═════ Extracted text ═════

July 12, 2010
I've seen life spring up through cracks in the concrete
We are situated on Nebraska Ave. & Lake. Just a block from one of the last remaining 'post war style' housing projects in Tampa. Growing up, before I even knew what Nebraska Avenue was, we used it as an insult in school. Even if I didn't know the actual street, I knew it a a symbol that meant prostitution & addiction. Now it is the neighborhood that I live in and it means beauty & pain, diversity and unity, the need for and the presence of the kingdom of God.
It is forgotten and abandon by the empire that is our American way of life. Our house is sandwiched between a condemned home that is boarded up and a demolished house that was crushed by a tree. Behind us, across the alley, is another vacant home that used to house men in recovery from alcoholism. Here we are in the middle of this abandon corner planting seeds of okra, cucumbers, love, peace, hospitality, and prayers for the kingdom to come. This is what Peter Maurin and Dorothy Day modeled as direct action. In a world that preaches individuality & privacy, we are crammed into a small house living in full view of each other & dependent on one another;in a world that teaches consumerism & materialism, we are having discussions and opportunities to share and give and break the chains that have been ours since childhood; in a world that ignores the poor and doesn't honor their humanity, we have the homeless over constantly for company or dinner or whatever, we know their names, we share their burdens, and we have them as our friends. This action is not so much to our credit as to our salvation. The poor are our teachers; the community, our discipline; the streets, our desert; and this house, our Eden.

═════ Entries shown ═════

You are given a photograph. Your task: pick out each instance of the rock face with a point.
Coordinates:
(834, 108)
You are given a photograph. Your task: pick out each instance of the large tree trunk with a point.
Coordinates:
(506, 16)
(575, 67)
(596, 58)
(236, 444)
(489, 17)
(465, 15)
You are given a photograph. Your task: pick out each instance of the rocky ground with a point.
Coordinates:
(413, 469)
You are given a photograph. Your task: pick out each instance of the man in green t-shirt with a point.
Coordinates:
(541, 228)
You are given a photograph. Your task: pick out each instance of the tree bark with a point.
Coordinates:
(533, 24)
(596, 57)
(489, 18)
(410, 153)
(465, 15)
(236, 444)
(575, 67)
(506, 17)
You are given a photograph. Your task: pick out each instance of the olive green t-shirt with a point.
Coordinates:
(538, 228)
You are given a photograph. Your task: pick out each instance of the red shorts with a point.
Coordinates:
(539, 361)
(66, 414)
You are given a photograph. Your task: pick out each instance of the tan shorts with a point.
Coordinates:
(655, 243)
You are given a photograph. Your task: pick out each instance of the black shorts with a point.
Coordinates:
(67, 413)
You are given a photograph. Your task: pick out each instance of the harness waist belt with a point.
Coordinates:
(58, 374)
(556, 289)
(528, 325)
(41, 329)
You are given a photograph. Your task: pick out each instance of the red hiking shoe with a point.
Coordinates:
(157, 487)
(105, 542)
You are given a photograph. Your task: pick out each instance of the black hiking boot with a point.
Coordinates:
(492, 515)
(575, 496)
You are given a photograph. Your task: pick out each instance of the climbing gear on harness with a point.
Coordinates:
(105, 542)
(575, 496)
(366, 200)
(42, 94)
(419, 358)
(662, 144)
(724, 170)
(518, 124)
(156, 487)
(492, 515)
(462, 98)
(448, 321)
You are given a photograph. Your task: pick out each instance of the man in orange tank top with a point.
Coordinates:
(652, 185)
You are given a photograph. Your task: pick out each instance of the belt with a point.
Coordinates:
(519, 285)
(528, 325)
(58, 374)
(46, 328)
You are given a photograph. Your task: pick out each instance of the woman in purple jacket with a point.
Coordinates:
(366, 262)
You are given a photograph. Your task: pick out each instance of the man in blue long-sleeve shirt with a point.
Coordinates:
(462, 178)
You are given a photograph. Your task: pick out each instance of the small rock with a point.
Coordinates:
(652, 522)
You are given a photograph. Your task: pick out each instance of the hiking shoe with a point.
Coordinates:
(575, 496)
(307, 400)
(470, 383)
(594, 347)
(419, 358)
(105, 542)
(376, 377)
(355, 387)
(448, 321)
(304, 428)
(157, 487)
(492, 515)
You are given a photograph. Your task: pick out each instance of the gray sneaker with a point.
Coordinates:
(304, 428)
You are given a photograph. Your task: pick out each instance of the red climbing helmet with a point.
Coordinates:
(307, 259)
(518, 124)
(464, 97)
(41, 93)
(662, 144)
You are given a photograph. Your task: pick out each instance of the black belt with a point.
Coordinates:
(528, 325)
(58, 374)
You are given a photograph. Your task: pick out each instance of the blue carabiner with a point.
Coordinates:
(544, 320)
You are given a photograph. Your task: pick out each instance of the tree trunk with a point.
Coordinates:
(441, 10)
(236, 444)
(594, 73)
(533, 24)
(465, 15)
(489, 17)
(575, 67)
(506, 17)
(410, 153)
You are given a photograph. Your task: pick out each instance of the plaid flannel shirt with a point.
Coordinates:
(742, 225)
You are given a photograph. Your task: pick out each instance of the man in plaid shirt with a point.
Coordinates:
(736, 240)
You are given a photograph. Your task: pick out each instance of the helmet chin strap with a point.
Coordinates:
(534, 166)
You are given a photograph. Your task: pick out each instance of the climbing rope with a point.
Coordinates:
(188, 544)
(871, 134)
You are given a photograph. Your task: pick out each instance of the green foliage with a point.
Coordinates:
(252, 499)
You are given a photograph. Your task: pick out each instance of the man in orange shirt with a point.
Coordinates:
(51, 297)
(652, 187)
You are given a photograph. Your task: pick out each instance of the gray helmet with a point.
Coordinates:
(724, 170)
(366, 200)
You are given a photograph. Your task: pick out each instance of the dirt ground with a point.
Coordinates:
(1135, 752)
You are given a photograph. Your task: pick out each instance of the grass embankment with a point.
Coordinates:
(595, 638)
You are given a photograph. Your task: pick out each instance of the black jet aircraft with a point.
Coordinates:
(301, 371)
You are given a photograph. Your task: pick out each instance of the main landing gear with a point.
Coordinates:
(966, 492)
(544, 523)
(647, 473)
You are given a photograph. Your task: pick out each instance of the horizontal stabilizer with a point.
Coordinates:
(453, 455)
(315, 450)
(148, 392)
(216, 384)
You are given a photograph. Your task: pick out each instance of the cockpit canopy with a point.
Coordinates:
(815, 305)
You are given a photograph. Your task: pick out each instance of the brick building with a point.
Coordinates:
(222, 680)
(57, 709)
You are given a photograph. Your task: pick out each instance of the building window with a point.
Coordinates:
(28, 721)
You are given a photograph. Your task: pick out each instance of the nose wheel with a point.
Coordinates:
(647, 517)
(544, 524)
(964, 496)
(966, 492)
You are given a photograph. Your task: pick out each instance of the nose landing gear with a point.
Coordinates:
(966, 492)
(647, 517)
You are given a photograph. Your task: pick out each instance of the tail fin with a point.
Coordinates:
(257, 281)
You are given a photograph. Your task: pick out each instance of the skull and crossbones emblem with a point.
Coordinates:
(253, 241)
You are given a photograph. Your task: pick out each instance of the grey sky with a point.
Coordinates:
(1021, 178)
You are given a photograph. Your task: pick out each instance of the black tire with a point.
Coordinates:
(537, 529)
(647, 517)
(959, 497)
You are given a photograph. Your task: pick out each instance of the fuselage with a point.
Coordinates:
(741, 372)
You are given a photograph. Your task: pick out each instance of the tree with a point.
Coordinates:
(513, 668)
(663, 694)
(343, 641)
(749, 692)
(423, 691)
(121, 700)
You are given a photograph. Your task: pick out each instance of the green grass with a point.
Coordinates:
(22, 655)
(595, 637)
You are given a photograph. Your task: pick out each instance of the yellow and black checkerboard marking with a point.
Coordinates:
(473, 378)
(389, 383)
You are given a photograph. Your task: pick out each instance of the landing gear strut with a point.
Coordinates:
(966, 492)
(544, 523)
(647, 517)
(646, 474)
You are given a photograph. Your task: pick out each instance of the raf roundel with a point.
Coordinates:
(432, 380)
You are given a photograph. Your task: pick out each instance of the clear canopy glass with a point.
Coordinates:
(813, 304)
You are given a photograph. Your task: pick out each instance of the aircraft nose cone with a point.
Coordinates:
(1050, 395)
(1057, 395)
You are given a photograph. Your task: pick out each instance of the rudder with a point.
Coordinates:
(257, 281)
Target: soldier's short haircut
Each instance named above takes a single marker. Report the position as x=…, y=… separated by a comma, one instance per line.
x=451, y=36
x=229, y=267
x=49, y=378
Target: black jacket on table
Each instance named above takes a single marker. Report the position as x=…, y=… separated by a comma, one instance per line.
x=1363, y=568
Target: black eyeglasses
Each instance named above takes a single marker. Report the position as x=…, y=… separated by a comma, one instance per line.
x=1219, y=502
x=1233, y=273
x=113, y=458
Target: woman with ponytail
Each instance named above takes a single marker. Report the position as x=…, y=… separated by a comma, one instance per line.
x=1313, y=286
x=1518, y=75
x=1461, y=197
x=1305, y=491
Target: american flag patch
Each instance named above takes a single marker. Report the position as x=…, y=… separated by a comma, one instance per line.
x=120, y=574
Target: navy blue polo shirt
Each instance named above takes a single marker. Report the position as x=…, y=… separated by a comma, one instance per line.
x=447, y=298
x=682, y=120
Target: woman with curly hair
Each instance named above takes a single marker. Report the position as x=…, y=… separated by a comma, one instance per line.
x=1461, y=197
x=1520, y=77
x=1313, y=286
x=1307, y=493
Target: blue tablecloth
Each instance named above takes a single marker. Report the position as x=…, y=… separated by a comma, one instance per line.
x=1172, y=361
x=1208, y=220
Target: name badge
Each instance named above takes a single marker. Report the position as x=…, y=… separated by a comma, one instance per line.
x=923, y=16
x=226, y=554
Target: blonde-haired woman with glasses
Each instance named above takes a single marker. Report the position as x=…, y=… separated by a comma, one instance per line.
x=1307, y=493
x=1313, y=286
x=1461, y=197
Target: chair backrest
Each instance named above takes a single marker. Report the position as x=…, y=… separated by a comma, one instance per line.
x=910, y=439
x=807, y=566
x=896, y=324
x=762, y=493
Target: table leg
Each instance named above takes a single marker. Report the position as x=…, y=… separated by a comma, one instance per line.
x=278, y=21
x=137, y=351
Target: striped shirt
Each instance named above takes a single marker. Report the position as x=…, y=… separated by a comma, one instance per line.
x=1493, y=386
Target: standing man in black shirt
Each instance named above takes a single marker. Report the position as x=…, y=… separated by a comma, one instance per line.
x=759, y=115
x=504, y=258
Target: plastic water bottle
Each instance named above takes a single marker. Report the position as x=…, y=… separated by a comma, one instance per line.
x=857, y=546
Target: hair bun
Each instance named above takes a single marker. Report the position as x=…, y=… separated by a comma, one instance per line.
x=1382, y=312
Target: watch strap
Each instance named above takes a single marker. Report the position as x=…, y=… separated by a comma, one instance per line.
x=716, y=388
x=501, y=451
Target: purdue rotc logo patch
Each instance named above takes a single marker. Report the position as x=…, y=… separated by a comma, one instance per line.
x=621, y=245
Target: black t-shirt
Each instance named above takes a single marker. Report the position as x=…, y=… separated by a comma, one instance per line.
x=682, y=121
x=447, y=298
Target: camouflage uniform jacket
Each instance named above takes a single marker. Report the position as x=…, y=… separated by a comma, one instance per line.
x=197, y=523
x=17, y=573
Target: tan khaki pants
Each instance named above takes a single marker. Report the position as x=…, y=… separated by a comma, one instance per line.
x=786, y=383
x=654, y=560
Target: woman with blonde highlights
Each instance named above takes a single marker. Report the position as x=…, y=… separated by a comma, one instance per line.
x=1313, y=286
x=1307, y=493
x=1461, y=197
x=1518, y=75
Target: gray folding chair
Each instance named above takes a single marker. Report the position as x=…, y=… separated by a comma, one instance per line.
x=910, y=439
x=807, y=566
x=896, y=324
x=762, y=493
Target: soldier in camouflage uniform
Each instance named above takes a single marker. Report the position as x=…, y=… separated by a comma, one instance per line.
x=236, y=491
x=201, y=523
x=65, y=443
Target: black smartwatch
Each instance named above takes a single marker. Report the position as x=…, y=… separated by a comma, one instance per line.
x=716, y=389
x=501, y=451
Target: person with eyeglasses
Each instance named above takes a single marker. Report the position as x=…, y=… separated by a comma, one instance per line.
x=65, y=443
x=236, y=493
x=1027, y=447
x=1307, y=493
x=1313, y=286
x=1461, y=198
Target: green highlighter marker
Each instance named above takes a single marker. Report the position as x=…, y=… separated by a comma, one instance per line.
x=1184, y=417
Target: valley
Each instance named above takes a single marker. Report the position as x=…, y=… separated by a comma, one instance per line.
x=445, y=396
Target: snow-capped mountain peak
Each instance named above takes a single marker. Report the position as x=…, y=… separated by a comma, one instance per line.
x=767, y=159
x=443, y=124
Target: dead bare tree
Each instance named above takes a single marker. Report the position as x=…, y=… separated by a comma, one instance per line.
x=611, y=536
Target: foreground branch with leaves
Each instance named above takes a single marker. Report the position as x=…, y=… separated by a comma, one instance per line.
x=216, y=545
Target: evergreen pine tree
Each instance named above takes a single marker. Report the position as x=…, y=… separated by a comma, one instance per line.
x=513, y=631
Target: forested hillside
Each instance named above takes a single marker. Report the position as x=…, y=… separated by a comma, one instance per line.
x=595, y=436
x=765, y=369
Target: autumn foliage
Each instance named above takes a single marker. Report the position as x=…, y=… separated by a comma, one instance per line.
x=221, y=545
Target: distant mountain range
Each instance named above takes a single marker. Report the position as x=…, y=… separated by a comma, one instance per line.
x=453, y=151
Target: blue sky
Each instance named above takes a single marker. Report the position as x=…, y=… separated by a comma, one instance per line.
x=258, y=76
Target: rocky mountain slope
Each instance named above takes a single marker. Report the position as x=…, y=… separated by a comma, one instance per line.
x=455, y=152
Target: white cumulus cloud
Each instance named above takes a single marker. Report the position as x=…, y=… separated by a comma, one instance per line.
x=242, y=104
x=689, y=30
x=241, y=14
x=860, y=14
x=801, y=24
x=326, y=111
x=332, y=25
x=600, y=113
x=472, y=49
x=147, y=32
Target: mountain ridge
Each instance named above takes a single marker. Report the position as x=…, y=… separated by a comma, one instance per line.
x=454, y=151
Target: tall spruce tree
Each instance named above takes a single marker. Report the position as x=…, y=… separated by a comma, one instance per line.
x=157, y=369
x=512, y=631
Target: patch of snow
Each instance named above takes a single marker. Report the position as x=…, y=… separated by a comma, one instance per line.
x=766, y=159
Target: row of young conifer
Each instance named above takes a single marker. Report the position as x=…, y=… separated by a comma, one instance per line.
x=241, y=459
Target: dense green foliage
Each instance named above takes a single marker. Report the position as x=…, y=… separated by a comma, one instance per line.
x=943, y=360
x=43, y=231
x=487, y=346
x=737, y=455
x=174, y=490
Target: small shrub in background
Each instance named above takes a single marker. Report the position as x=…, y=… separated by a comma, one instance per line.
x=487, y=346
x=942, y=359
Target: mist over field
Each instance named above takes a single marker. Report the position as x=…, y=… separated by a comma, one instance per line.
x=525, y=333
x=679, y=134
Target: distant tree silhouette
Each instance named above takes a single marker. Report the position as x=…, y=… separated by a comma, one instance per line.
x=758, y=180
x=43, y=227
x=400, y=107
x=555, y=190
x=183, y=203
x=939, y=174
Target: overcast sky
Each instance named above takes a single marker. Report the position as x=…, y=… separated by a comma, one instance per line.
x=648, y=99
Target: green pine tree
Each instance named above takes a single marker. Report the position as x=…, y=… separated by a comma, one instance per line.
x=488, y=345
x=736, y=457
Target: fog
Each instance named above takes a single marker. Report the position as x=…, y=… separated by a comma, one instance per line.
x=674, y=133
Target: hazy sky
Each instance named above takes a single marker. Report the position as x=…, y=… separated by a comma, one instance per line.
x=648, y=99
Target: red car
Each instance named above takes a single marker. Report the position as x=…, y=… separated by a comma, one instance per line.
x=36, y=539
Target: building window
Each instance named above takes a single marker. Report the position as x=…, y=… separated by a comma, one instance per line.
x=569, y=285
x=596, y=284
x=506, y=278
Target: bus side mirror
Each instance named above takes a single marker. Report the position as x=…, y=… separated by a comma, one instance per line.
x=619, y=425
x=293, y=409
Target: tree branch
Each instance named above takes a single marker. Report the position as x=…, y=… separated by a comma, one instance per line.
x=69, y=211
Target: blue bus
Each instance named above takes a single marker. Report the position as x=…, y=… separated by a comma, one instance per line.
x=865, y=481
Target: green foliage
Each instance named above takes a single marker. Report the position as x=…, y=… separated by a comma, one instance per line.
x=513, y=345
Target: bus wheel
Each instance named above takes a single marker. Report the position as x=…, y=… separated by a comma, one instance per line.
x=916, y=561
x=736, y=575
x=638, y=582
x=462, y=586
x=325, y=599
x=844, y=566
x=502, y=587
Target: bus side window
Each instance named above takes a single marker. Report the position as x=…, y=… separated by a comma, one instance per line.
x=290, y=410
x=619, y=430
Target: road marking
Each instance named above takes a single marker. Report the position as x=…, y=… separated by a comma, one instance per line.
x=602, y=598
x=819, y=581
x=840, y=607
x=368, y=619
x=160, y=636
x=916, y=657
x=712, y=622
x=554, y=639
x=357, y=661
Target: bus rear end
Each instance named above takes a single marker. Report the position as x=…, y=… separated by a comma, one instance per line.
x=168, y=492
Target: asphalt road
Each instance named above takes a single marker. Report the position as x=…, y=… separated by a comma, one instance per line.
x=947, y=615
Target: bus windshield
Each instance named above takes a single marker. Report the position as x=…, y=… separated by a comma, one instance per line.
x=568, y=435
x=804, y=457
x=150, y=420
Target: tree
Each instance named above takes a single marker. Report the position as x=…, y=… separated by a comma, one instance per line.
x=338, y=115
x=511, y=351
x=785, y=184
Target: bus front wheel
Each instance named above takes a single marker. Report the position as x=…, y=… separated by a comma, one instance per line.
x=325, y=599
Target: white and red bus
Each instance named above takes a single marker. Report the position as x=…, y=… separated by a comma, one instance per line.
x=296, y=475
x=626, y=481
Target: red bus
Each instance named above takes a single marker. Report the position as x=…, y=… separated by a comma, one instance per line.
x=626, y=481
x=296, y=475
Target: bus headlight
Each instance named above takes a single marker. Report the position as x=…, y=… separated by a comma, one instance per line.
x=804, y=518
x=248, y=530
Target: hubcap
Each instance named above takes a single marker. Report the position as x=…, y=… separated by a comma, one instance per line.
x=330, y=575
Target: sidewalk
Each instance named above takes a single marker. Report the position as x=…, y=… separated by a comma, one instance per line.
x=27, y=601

═════

*Instructions to follow*
Set down the Nebraska Avenue piece word for word, everything from "July 12, 2010" down to "kingdom of God.".

*Result of the task*
July 12, 2010
I've seen life spring up through cracks in the concrete
We are situated on Nebraska Ave. & Lake. Just a block from one of the last remaining 'post war style' housing projects in Tampa. Growing up, before I even knew what Nebraska Avenue was, we used it as an insult in school. Even if I didn't know the actual street, I knew it a a symbol that meant prostitution & addiction. Now it is the neighborhood that I live in and it means beauty & pain, diversity and unity, the need for and the presence of the kingdom of God.